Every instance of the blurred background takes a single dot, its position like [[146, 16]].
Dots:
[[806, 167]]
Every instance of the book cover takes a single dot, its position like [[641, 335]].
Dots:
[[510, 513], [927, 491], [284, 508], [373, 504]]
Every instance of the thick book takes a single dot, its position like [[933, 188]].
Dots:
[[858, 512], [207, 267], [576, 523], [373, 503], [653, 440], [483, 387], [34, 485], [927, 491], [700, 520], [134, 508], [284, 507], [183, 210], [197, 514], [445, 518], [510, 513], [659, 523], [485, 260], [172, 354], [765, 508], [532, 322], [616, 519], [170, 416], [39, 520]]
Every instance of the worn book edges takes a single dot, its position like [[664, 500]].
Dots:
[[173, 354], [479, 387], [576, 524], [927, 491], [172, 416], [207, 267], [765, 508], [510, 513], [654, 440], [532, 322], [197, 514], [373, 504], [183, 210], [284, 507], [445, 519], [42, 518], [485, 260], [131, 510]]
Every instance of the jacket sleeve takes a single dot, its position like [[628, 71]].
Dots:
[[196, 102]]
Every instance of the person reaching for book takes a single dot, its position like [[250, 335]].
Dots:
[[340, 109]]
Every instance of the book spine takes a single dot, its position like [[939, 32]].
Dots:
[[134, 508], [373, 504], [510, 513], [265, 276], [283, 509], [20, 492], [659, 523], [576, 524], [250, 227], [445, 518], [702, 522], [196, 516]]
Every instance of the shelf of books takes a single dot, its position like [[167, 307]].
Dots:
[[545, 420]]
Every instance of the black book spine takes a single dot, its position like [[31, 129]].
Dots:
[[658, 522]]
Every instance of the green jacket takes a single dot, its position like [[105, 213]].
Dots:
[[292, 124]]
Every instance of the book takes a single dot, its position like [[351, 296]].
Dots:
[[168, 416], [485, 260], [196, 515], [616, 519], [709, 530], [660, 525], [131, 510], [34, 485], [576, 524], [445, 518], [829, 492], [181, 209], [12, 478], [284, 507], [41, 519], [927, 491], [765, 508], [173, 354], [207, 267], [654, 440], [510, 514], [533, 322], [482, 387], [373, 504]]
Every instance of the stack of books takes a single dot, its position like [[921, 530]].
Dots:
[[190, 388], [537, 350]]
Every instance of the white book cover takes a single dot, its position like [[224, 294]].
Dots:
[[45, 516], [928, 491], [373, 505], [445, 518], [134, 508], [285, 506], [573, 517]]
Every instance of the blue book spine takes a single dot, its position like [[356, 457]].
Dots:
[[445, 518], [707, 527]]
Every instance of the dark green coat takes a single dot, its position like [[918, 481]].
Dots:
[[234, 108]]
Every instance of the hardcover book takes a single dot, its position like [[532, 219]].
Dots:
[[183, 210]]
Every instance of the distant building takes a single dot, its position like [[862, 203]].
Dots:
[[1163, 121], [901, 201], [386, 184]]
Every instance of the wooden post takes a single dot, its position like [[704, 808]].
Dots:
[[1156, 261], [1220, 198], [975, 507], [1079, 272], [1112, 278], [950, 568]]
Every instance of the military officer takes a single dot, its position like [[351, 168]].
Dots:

> **WHAT NEEDS TO BE DONE**
Write out the material exactly as given.

> **EXPECTED OUTPUT**
Every instance of the blurred background takes a single dot, its position like [[146, 16]].
Dots:
[[806, 167]]
Every instance of the book cover takes a single dot, its position like [[641, 335]].
Dots:
[[510, 513], [927, 491], [284, 508], [373, 504]]
Every instance of the thick book takes a single dot, its position like [[933, 188]].
Dots:
[[858, 512], [207, 267], [576, 523], [373, 503], [653, 440], [483, 387], [34, 485], [927, 491], [700, 520], [134, 508], [284, 507], [183, 210], [197, 514], [445, 518], [510, 513], [659, 523], [485, 260], [172, 354], [765, 508], [532, 322], [616, 519], [170, 416], [39, 520]]
Every instance of the worn book edges takes a single dot, its position like [[664, 500]].
Dots:
[[173, 354], [479, 387], [576, 524], [927, 491], [172, 416], [207, 267], [765, 508], [510, 513], [654, 440], [532, 322], [197, 514], [373, 504], [183, 210], [284, 507], [445, 519], [42, 518], [485, 260], [131, 510]]
Every instance of the jacket sleeve takes a single dot, its position like [[628, 71]].
Dots:
[[196, 102]]
Every instance of the person reaching for book takes a single dot, its position like [[250, 335]].
Dots:
[[340, 109]]
Every instance of the book spine takes a single dot, its position like [[939, 32]].
Dots:
[[134, 508], [373, 504], [510, 513], [265, 276], [283, 509], [20, 492], [659, 523], [576, 524], [250, 227], [445, 518], [702, 522], [196, 516]]
Every instance of the shelf of books takes a single dot, its position like [[167, 307]].
Dots:
[[545, 420]]
Every instance of the black book spine takes a single dot, its position like [[31, 129]].
Dots:
[[658, 522]]
Every instance of the green jacket takes a single dot, its position like [[105, 213]].
Dots:
[[292, 124]]
Every instance of the book takes a single dot, its position like [[351, 296]].
Dots:
[[168, 416], [485, 260], [196, 515], [616, 519], [709, 530], [660, 525], [131, 510], [34, 485], [576, 524], [445, 518], [829, 492], [181, 209], [12, 478], [284, 507], [41, 519], [927, 491], [765, 508], [173, 354], [207, 267], [654, 440], [510, 514], [533, 322], [482, 387], [373, 504]]
Every instance of the stack of books takes a single dot, its position like [[921, 530]].
Dots:
[[190, 388], [537, 350]]
Every instance of the white book cover takes a single dot, its position like [[224, 294]].
Dots:
[[45, 516], [928, 491], [373, 505], [445, 518], [134, 508], [285, 506], [573, 517]]
Every instance of the blue book spine takes a single dot, its position like [[356, 457]].
Dots:
[[445, 518], [707, 527]]
Every instance of the dark green coat takes a single dot, its position like [[918, 481]].
Dots:
[[234, 108]]
Every instance of the hardcover book takes a single dot, its position like [[532, 219]].
Dots:
[[183, 210]]
Every instance of the distant building takes a single dot, its position like [[862, 203]].
Dots:
[[1163, 121], [901, 201], [386, 184]]
Every instance of the wooden post takes a single dot, its position like [[704, 808]].
Dots:
[[1156, 261], [1220, 198], [975, 507], [1079, 272], [1112, 278], [950, 568]]
Every instance of the military officer takes a single dot, its position like [[351, 168]].
Dots:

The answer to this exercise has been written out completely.